## MATERIAL SHOWN
++++++++++

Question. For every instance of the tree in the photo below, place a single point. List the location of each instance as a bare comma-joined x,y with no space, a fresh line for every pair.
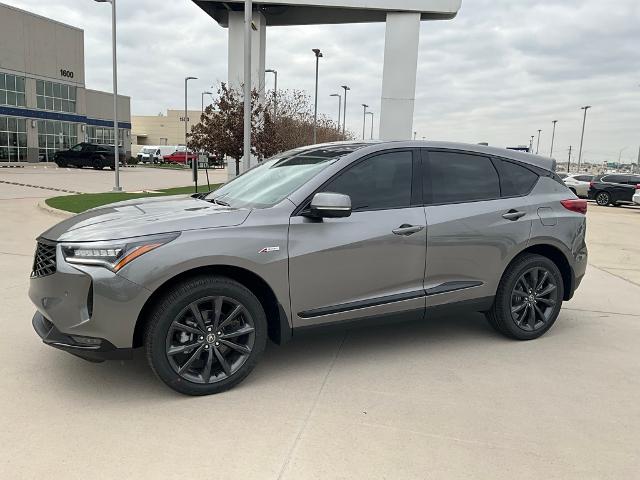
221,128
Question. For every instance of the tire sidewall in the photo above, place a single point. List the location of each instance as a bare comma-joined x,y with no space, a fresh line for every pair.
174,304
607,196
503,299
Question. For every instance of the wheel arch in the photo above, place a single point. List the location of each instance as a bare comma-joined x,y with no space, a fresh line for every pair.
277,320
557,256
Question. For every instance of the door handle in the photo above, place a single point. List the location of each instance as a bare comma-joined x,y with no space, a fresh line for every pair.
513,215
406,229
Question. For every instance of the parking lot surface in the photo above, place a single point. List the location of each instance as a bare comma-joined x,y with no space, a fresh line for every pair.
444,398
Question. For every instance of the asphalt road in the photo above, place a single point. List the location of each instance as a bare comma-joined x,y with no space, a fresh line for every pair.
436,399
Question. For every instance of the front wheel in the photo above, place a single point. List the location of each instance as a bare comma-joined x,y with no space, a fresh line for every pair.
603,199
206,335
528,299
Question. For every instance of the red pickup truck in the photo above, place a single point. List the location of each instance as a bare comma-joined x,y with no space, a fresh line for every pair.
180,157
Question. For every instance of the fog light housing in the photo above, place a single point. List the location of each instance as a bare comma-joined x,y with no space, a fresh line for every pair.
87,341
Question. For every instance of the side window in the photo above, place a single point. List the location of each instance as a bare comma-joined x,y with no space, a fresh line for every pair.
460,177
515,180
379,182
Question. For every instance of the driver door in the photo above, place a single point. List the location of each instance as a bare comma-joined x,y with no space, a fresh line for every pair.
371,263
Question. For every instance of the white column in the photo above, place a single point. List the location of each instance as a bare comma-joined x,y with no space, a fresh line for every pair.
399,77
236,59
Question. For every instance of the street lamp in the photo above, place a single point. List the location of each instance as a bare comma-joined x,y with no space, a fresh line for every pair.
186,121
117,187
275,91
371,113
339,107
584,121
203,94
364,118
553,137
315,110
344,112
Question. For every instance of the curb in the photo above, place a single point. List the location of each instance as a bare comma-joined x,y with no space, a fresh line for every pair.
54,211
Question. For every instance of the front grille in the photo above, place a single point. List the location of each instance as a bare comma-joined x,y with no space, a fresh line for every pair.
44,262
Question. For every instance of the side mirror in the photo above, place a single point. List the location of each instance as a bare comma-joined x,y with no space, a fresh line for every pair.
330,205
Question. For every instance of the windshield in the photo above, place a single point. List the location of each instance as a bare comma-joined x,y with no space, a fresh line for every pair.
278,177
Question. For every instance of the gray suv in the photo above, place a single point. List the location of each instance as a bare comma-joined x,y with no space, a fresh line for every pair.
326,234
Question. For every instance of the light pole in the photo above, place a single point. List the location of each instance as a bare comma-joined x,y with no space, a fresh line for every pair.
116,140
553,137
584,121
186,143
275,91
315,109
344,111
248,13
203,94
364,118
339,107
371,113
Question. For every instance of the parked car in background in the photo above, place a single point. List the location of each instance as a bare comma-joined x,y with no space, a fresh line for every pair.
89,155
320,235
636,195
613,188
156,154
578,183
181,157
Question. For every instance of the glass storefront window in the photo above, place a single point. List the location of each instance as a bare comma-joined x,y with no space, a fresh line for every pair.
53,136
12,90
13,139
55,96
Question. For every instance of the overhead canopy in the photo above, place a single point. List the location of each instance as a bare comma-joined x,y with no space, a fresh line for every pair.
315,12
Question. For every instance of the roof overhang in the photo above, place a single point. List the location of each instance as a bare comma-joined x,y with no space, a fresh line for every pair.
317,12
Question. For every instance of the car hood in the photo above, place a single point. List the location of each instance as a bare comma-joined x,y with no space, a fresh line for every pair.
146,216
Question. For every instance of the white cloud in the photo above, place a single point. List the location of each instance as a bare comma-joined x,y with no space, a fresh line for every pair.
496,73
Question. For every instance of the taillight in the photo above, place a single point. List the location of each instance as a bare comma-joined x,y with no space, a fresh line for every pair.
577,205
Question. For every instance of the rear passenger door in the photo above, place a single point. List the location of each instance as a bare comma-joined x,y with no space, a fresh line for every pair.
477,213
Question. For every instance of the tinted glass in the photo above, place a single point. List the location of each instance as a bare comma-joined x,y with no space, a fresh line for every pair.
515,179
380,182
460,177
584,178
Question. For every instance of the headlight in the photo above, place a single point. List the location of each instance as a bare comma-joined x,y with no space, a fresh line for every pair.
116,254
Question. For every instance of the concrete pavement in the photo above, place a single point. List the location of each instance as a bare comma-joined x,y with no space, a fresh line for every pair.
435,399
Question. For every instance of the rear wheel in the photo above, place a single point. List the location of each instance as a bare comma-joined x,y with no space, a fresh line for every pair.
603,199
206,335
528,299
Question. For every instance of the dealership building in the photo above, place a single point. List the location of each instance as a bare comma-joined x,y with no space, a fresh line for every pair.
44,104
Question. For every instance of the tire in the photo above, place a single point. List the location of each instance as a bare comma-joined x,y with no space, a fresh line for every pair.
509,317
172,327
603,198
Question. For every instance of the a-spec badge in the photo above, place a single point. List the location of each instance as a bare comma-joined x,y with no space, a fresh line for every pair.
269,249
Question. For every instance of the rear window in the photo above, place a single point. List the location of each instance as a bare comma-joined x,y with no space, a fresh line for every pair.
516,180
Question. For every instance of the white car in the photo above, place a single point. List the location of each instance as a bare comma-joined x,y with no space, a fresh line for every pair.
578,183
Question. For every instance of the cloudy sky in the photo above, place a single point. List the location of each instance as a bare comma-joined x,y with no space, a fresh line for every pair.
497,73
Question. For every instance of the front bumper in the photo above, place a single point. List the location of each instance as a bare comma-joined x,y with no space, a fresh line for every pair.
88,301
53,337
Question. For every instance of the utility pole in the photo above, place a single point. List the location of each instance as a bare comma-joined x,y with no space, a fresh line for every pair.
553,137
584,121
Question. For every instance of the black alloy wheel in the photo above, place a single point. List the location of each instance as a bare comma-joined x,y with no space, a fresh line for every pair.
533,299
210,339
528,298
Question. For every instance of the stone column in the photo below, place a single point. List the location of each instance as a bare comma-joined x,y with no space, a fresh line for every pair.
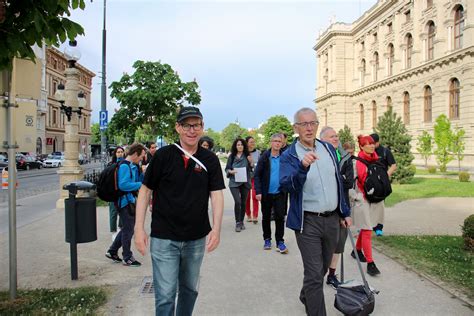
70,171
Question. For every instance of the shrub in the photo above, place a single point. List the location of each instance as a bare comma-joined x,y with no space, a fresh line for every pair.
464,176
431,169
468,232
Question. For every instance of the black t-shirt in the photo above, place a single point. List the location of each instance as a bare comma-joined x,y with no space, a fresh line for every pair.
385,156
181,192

++++++++++

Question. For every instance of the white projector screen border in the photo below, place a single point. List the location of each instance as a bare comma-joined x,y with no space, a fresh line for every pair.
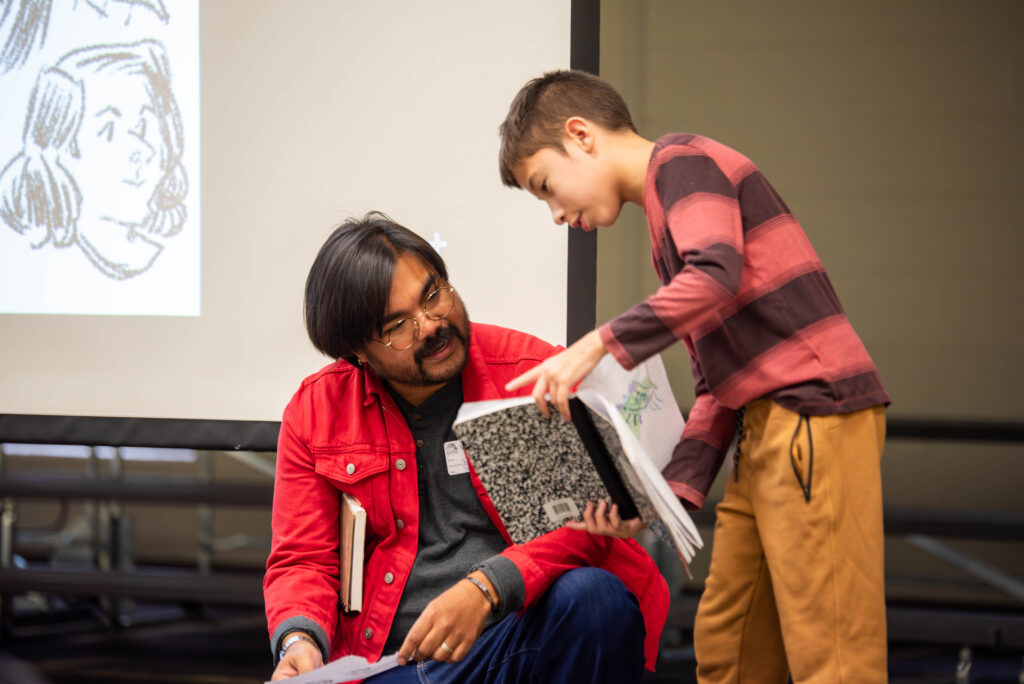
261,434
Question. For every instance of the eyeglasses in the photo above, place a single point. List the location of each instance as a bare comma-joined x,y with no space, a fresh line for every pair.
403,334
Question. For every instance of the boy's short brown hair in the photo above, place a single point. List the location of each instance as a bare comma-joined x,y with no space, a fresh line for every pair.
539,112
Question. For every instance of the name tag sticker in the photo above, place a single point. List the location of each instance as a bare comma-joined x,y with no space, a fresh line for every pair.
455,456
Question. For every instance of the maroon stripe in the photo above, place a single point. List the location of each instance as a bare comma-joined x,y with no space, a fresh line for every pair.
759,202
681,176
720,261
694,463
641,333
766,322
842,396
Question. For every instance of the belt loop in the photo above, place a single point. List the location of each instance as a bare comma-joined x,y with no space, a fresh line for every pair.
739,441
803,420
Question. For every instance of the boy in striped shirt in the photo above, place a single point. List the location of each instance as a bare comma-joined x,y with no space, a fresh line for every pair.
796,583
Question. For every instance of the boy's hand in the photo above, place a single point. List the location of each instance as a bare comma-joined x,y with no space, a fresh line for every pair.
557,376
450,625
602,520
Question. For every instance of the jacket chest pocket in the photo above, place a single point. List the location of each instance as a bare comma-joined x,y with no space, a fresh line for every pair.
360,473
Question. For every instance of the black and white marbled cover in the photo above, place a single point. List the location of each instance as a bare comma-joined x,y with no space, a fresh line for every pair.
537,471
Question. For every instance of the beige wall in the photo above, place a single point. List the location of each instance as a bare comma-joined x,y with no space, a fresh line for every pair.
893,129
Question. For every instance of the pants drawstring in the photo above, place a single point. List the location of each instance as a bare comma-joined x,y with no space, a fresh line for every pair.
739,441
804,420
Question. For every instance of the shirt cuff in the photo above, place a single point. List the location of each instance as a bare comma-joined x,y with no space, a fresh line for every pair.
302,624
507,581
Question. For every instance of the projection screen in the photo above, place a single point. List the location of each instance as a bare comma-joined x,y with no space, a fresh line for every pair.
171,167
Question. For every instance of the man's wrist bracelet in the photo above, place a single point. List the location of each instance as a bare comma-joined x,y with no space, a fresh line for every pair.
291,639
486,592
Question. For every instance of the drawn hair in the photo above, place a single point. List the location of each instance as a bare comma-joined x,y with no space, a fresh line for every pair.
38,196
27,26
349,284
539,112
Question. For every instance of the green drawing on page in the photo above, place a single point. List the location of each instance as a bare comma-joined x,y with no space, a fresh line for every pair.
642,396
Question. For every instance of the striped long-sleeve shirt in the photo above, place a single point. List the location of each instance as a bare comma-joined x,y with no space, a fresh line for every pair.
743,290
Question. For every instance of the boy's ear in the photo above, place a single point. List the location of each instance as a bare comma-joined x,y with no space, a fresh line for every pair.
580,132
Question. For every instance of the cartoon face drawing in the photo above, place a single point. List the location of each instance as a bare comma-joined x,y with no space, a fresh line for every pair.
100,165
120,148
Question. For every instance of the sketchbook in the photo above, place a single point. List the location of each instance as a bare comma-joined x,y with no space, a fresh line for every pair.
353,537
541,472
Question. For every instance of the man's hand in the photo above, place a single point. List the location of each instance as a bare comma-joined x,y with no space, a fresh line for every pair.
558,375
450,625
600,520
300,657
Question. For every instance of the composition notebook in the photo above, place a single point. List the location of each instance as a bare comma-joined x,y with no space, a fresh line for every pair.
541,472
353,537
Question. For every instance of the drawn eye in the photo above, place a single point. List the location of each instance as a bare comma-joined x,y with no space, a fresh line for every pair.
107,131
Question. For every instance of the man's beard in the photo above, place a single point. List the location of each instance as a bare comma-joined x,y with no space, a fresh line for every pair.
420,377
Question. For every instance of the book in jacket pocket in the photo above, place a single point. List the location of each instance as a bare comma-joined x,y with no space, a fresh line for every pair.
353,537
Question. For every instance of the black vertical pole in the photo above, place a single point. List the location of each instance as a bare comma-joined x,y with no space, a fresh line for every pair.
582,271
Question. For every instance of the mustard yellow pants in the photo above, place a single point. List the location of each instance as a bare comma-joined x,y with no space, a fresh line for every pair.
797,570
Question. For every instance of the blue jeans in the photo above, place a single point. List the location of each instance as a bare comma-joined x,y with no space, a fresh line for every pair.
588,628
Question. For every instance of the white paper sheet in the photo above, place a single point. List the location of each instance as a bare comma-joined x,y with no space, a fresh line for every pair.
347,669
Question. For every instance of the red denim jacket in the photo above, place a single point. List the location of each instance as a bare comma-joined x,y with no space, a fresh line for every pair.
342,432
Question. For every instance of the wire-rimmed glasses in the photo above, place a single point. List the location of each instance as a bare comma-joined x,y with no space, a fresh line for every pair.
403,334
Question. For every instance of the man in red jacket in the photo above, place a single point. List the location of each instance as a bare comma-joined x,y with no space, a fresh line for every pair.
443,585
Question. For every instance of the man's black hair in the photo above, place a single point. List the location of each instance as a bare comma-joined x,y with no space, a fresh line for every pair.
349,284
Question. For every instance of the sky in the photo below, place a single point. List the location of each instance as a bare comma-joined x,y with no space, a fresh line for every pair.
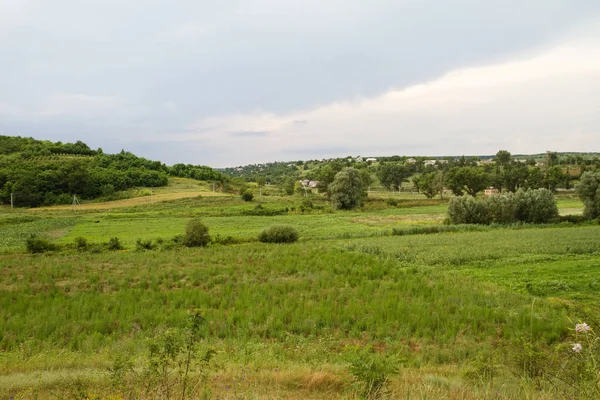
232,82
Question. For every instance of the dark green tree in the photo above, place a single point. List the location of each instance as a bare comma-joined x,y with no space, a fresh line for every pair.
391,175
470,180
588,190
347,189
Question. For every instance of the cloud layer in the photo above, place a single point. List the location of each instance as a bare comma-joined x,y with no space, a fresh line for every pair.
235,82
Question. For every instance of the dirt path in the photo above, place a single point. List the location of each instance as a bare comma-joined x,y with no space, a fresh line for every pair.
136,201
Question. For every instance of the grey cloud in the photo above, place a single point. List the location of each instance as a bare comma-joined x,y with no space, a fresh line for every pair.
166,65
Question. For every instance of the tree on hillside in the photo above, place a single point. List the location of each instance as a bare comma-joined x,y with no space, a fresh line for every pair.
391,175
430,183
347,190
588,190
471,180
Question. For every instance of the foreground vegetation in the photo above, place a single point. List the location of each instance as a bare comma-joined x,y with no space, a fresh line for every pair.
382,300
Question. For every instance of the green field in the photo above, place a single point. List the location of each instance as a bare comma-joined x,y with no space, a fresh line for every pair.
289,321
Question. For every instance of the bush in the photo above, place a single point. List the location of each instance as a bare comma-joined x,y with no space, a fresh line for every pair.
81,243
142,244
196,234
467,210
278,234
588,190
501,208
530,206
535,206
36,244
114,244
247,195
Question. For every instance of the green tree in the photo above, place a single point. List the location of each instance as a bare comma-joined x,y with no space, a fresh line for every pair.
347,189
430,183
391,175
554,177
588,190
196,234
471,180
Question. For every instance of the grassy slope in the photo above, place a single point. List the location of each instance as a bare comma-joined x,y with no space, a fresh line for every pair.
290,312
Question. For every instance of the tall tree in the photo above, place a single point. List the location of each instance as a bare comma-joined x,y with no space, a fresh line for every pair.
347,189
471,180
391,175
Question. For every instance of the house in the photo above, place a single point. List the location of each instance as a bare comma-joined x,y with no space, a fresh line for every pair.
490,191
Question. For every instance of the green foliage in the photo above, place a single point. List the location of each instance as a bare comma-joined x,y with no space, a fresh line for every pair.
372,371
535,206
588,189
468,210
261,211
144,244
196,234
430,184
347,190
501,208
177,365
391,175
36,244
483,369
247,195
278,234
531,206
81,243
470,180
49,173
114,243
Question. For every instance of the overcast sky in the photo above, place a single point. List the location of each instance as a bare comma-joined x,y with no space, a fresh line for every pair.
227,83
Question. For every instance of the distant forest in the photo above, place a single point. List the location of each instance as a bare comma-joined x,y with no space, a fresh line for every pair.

++++++++++

## AIM OF THE EXERCISE
Collect every line of the records that contains the word "column", and copy each of those lines in full.

## RESULT FOR THIS TASK
Question. For every instance of the white column in the photo above, place a single point. List the location of each instance as a bare comma-joined x,y with no space, a fresh line for every pair.
Question. For every instance of the stone column in the photo below, place a single point. List the location of each instance as a bare comma-joined x,y with no space, a fresh line for every pair.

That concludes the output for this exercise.